**Task description:** Starting with the line that contains "query: the noun phrase to segment: **bar" and continuing through the final line of the material, render those lines as a JSON list of strings, one string per line, with blank lines omitted.

--- start Records shown ---

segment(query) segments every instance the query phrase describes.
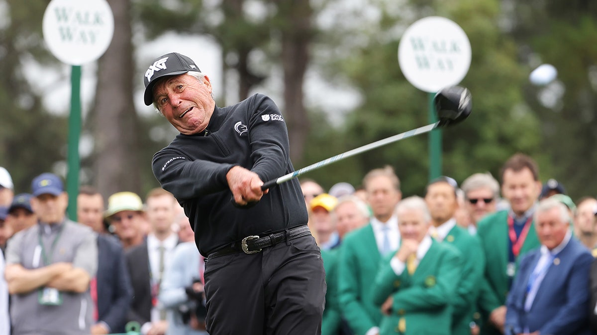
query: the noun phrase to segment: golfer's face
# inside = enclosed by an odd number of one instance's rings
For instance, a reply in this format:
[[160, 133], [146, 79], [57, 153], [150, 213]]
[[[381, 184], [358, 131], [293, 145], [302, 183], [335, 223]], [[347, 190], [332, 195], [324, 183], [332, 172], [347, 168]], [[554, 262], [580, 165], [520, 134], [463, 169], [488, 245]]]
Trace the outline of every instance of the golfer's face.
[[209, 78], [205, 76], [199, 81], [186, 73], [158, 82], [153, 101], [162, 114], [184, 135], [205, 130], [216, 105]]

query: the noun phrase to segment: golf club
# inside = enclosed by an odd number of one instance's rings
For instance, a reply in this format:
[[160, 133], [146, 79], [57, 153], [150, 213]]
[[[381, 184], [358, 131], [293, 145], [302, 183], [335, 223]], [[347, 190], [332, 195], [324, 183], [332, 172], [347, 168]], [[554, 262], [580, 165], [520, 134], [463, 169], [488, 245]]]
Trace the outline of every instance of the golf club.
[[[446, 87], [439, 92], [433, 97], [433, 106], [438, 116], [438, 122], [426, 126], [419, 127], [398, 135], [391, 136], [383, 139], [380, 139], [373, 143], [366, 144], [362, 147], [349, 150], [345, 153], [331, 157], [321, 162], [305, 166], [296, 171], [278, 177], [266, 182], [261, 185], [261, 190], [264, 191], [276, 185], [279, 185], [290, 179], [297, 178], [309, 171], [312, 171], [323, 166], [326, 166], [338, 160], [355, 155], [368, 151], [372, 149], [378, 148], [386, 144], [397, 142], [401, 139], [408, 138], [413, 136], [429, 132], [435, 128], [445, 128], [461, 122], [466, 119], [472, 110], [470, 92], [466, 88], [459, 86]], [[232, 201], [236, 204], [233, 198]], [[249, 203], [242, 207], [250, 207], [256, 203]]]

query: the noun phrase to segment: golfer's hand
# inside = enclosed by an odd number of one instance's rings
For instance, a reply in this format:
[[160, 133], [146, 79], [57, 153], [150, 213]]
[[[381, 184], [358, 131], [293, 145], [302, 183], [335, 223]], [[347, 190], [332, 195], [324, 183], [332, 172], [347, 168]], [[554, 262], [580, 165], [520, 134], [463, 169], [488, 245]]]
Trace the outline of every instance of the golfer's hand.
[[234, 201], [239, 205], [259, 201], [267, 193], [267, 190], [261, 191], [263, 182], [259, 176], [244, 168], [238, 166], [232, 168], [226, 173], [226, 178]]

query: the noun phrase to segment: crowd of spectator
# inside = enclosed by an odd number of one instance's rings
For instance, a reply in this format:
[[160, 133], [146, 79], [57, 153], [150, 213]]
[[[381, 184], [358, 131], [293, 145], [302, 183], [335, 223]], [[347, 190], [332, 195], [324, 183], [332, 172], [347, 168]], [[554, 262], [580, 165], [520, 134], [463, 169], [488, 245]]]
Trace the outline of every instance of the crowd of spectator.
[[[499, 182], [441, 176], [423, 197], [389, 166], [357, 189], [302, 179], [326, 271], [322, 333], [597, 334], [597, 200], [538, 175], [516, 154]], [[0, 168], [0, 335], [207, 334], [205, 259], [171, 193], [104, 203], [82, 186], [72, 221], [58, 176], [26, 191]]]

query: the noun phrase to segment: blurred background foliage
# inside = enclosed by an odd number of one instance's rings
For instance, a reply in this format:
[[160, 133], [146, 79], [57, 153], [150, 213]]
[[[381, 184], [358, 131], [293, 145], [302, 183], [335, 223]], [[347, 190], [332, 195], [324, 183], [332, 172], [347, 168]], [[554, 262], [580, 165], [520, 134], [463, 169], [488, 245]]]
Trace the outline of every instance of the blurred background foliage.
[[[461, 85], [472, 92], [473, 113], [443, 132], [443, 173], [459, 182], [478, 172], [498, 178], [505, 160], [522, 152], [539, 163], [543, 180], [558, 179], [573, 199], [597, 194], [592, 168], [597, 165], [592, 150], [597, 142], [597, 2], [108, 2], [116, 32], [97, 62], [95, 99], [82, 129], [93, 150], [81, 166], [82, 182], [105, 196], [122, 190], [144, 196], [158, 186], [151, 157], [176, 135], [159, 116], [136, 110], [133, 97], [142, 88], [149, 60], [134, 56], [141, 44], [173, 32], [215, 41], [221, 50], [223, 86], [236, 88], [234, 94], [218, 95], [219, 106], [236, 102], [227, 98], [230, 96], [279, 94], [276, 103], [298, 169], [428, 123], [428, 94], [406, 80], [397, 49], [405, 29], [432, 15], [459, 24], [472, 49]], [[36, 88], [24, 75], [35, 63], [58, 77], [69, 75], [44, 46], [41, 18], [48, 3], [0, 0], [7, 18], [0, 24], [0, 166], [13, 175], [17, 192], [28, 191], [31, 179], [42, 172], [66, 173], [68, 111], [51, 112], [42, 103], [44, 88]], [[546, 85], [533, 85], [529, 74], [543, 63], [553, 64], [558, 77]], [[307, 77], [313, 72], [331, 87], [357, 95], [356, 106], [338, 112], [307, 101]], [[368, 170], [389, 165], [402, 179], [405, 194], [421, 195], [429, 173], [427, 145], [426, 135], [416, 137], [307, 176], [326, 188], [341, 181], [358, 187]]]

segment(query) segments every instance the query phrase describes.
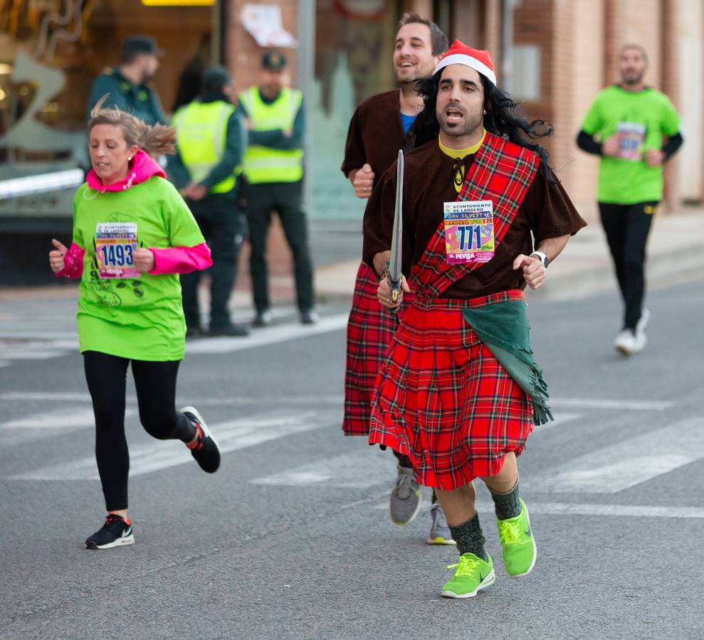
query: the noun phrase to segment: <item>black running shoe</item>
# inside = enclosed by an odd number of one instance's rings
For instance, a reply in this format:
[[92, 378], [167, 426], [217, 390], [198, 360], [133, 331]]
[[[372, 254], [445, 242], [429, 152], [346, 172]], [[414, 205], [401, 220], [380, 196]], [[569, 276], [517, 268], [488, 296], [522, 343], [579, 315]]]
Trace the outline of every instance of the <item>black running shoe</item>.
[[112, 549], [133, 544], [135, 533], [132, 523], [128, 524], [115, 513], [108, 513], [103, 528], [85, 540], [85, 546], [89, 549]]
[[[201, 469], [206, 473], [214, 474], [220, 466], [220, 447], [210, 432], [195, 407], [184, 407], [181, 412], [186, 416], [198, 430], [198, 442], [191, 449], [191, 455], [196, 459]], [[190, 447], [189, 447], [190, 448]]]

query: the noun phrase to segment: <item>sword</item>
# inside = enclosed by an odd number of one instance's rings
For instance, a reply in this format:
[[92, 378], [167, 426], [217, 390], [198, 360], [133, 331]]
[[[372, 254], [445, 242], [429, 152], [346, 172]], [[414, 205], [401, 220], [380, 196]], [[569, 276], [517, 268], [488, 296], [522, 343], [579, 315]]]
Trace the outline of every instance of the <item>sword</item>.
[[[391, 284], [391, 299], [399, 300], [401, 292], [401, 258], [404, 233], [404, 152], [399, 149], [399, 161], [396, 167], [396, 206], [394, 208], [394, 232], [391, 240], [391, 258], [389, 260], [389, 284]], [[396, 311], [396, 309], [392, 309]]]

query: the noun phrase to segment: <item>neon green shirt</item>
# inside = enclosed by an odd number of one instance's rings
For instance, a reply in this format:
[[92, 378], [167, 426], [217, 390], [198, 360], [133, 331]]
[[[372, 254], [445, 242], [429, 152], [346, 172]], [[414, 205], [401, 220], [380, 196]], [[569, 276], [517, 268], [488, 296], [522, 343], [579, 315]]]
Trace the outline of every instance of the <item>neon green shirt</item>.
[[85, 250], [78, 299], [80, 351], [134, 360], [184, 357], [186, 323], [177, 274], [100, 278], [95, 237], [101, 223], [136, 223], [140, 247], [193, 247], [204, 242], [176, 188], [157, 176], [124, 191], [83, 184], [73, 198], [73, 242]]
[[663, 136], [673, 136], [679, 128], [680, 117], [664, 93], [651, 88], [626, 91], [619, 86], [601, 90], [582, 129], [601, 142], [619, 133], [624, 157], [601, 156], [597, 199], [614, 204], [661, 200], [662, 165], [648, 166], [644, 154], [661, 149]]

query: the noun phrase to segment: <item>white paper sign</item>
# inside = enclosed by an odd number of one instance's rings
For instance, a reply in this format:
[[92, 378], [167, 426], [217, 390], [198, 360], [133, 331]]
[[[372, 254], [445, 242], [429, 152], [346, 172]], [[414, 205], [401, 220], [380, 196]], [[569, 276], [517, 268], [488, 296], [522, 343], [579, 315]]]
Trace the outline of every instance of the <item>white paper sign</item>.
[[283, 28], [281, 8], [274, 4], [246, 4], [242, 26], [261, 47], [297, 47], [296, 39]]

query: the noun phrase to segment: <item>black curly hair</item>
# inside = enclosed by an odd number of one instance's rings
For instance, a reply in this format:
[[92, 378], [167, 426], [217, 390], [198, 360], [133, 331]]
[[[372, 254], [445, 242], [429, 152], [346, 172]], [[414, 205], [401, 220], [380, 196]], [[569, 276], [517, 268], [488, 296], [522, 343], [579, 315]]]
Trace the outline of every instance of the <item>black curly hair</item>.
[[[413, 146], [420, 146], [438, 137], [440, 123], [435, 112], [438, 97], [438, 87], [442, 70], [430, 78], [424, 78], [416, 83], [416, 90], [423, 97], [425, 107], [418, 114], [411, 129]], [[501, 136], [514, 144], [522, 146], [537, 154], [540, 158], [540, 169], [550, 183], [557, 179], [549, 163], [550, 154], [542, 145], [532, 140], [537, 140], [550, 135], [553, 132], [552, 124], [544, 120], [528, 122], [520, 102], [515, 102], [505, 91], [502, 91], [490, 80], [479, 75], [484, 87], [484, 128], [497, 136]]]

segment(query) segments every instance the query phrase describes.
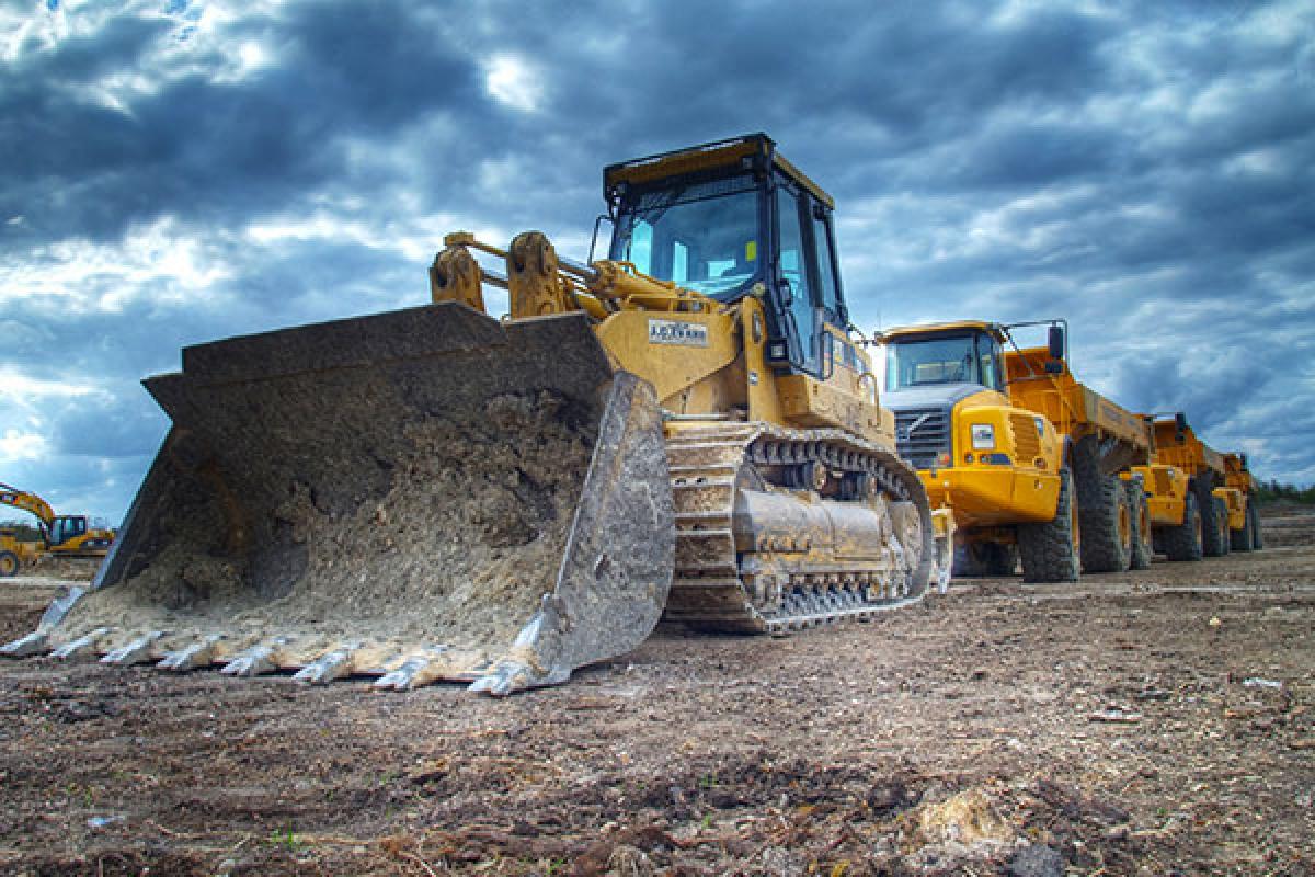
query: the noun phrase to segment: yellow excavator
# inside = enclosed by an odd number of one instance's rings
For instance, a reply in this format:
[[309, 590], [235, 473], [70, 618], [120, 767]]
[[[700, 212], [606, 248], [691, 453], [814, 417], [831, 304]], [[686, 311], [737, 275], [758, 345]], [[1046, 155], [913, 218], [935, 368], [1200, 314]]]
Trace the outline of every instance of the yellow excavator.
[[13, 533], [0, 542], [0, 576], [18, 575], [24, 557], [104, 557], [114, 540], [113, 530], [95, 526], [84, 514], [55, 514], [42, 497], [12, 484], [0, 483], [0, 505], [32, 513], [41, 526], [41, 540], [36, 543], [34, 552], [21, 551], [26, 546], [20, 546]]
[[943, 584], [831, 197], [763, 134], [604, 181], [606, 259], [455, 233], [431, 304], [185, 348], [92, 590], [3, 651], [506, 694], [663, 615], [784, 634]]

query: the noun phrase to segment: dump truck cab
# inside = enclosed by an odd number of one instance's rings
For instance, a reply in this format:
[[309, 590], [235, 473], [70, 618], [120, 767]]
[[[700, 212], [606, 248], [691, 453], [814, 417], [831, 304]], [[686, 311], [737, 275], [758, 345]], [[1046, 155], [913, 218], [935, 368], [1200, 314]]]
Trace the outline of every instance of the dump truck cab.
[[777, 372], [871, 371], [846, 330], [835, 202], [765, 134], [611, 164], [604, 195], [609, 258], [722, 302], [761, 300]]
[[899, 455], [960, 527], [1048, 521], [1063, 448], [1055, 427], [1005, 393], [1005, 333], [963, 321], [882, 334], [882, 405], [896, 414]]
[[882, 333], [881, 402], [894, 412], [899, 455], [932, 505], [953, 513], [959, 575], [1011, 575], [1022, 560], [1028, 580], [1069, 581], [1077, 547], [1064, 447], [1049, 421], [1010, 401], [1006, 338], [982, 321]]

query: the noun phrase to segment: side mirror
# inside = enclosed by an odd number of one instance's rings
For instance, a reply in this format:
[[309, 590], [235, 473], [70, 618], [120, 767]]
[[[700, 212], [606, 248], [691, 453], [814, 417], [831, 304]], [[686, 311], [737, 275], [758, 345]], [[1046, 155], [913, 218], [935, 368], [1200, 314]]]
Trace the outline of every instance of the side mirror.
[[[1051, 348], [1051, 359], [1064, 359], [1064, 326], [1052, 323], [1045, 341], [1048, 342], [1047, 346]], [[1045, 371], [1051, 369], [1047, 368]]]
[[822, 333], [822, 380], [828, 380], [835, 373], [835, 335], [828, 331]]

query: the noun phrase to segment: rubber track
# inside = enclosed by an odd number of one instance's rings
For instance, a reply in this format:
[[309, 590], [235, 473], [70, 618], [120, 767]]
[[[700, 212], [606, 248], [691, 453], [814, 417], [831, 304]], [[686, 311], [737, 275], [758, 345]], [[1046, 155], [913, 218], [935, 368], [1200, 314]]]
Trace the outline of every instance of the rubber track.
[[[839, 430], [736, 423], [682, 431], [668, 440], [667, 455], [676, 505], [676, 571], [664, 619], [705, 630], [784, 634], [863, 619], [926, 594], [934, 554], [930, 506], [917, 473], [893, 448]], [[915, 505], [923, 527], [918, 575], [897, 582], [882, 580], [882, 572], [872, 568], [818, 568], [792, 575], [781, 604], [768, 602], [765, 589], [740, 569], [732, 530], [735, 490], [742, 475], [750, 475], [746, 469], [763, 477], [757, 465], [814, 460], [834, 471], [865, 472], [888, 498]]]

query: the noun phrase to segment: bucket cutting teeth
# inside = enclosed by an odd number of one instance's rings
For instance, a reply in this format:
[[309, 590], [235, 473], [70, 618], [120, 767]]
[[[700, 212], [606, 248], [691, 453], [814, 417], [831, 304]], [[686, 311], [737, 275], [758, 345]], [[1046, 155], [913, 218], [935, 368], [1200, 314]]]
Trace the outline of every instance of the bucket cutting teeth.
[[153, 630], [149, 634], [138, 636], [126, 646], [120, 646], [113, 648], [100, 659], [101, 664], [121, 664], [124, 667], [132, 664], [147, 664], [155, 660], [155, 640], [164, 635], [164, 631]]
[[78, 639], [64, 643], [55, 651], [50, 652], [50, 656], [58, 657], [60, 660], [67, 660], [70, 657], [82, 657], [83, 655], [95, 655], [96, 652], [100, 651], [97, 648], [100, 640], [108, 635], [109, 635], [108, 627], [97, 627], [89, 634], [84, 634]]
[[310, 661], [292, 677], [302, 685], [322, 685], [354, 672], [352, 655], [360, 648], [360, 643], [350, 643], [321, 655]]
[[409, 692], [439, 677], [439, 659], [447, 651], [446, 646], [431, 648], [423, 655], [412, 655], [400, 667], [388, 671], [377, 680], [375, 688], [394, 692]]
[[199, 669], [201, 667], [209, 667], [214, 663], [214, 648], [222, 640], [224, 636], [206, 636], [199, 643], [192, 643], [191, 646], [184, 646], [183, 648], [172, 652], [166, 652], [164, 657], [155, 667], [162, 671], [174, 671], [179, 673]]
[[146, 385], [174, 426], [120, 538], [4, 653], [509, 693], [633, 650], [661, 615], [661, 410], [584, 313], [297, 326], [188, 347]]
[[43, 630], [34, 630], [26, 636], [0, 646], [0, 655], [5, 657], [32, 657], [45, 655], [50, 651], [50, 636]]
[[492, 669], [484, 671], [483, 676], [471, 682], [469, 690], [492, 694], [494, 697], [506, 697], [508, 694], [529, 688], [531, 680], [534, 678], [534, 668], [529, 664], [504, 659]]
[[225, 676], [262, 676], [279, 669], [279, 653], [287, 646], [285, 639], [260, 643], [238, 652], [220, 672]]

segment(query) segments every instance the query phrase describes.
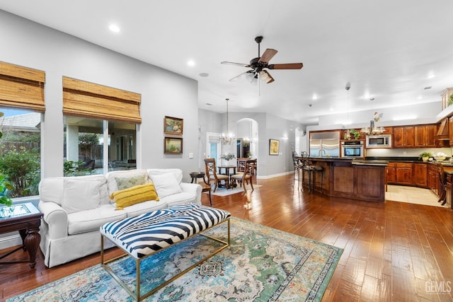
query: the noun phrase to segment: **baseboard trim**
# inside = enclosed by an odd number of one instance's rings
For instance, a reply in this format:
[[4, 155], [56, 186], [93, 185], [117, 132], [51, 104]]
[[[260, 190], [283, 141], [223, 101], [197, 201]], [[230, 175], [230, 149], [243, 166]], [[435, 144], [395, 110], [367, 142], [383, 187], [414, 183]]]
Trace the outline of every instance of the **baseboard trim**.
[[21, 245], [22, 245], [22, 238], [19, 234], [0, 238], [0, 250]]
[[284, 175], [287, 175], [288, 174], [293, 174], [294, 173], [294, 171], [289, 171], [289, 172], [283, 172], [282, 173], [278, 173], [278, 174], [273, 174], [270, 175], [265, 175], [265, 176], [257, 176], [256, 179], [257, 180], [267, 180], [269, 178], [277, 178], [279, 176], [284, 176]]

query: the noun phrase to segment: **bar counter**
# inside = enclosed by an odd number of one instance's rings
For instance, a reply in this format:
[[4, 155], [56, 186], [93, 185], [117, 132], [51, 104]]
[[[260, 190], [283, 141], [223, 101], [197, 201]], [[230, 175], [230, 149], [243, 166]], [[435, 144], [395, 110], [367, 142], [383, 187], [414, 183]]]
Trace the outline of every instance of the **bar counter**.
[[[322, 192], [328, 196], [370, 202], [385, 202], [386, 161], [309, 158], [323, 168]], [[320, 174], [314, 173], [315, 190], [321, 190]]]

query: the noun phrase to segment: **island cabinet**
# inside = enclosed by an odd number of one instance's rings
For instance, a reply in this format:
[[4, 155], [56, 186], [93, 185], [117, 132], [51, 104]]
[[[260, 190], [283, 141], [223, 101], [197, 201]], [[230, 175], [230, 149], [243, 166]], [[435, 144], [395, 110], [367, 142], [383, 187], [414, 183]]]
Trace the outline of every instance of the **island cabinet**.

--- end Records shown ---

**Response to this task:**
[
  "query: the noun phrase to segment: **bar counter**",
  "# inside = enclosed by an odd number of one instance's rings",
  "For instance, a reply in this format:",
  "[[4, 155], [56, 186], [93, 185], [117, 132], [51, 104]]",
  "[[[260, 190], [283, 141], [223, 101], [197, 201]], [[230, 175], [230, 149], [243, 166]], [[435, 144], [395, 110], [367, 142], [383, 187], [414, 183]]]",
  "Trace the outline of every instance of the **bar counter**.",
  "[[[322, 192], [328, 196], [370, 202], [385, 202], [386, 161], [309, 158], [323, 168]], [[320, 174], [314, 173], [315, 190], [321, 190]]]",
  "query: the noun phrase to segment: **island cabinet**",
  "# inside = enclosed by an odd number of one instance's rings",
  "For instance, a reply in this format:",
  "[[4, 155], [56, 186], [93, 185], [117, 132], [51, 104]]",
  "[[[260, 190], [283, 141], [223, 101], [197, 201]], [[230, 175], [230, 149], [243, 166]], [[435, 144], [395, 110], [367, 142], [383, 187], [414, 183]]]",
  "Trace the outline of every instance of the **island cabinet**."
]